Print all of the lines below with no changes at all.

## Contour annotation lines

# # # #

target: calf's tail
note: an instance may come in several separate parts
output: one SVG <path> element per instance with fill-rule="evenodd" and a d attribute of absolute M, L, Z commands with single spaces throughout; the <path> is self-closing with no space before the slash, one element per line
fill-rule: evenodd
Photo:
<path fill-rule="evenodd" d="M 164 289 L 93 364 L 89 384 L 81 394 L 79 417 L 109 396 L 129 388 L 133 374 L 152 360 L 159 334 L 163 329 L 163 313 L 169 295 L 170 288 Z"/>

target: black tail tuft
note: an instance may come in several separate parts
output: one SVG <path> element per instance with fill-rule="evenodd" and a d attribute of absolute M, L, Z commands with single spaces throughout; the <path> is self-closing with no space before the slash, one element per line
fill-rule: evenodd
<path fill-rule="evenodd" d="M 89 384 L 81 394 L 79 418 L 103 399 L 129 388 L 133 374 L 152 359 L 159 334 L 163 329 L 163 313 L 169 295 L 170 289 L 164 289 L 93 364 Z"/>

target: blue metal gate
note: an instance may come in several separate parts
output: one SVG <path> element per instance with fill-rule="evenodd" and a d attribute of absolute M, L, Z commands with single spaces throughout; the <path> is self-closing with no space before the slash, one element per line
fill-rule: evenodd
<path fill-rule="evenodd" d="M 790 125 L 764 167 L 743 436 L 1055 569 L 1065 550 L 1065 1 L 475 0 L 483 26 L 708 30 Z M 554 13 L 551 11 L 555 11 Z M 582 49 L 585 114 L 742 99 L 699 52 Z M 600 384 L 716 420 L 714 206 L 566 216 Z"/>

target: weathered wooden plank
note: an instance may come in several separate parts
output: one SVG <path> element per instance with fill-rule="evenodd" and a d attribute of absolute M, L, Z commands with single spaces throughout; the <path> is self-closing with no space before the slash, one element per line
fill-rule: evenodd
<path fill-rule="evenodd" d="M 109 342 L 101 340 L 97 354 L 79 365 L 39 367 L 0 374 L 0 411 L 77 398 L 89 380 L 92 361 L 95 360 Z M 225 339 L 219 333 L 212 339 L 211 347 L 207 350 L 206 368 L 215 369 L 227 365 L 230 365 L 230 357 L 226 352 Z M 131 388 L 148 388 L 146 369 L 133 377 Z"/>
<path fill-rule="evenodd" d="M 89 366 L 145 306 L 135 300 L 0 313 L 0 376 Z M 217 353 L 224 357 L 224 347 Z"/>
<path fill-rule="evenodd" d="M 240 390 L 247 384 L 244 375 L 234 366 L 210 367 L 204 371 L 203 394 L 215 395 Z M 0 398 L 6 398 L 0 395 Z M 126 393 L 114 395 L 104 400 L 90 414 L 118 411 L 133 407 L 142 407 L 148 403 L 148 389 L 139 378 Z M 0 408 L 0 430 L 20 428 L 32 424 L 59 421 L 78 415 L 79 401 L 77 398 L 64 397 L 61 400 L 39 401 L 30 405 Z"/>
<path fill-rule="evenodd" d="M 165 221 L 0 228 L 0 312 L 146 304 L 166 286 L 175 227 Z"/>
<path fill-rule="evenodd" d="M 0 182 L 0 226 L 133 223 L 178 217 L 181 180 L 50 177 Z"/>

# # # #

## Exercise response
target: calf's tail
note: an instance may come in several separate parts
output: one SVG <path> element per instance with fill-rule="evenodd" and a d attribute of absolute M, L, Z commands with single spaces throughout; the <path> is self-closing with no space before the slash, one element per line
fill-rule: evenodd
Photo:
<path fill-rule="evenodd" d="M 164 289 L 93 364 L 89 384 L 81 394 L 79 417 L 109 396 L 129 388 L 133 374 L 152 360 L 159 334 L 163 329 L 163 313 L 169 295 L 170 288 Z"/>

target: black tail tuft
note: an instance may come in several separate parts
output: one SVG <path> element per instance with fill-rule="evenodd" and a d attribute of absolute M, L, Z commands with single spaces throughout; the <path> is self-closing with no space before the slash, one element per line
fill-rule: evenodd
<path fill-rule="evenodd" d="M 89 384 L 81 394 L 79 418 L 103 399 L 129 388 L 133 374 L 152 359 L 159 334 L 163 329 L 163 313 L 169 295 L 170 289 L 164 289 L 93 364 Z"/>

target: blue metal gate
note: an instance may come in several separate parts
output: one SVG <path> element per instance with fill-rule="evenodd" and a d attribute of absolute M, L, Z commands with single spaces throughout; the <path> is self-closing with no space before the slash, one element per line
fill-rule: evenodd
<path fill-rule="evenodd" d="M 790 125 L 764 167 L 743 436 L 1055 569 L 1065 550 L 1065 1 L 475 0 L 483 26 L 708 30 Z M 554 13 L 551 11 L 555 11 Z M 582 49 L 585 114 L 742 99 L 699 52 Z M 600 384 L 716 420 L 714 206 L 566 216 Z"/>

target: weathered wooden plank
note: an instance may come in several separate parts
output: one SVG <path> element per instance with fill-rule="evenodd" and a d attribute of absolute M, L, Z commands with single spaces throughout; the <path> is self-closing with no space before the slash, one element per line
fill-rule: evenodd
<path fill-rule="evenodd" d="M 109 342 L 101 340 L 97 354 L 79 365 L 39 367 L 0 374 L 0 411 L 77 398 L 89 380 L 92 361 L 95 360 Z M 225 339 L 219 333 L 212 339 L 211 347 L 207 350 L 206 368 L 215 369 L 227 365 L 230 365 L 230 357 L 226 352 Z M 131 388 L 148 388 L 146 369 L 133 377 Z"/>
<path fill-rule="evenodd" d="M 89 366 L 145 306 L 135 300 L 0 313 L 0 376 Z M 217 353 L 224 357 L 224 347 Z"/>
<path fill-rule="evenodd" d="M 240 390 L 247 384 L 244 375 L 234 366 L 210 367 L 204 371 L 203 394 L 215 395 Z M 0 398 L 6 398 L 0 395 Z M 126 393 L 114 395 L 104 400 L 90 414 L 118 411 L 133 407 L 142 407 L 148 403 L 148 389 L 139 378 Z M 0 408 L 0 430 L 20 428 L 32 424 L 59 421 L 78 415 L 79 401 L 77 398 L 64 397 L 61 400 L 39 401 L 30 405 Z"/>
<path fill-rule="evenodd" d="M 165 221 L 0 228 L 0 312 L 146 304 L 166 286 L 175 227 Z"/>
<path fill-rule="evenodd" d="M 0 182 L 0 226 L 133 223 L 178 217 L 181 180 L 50 177 Z"/>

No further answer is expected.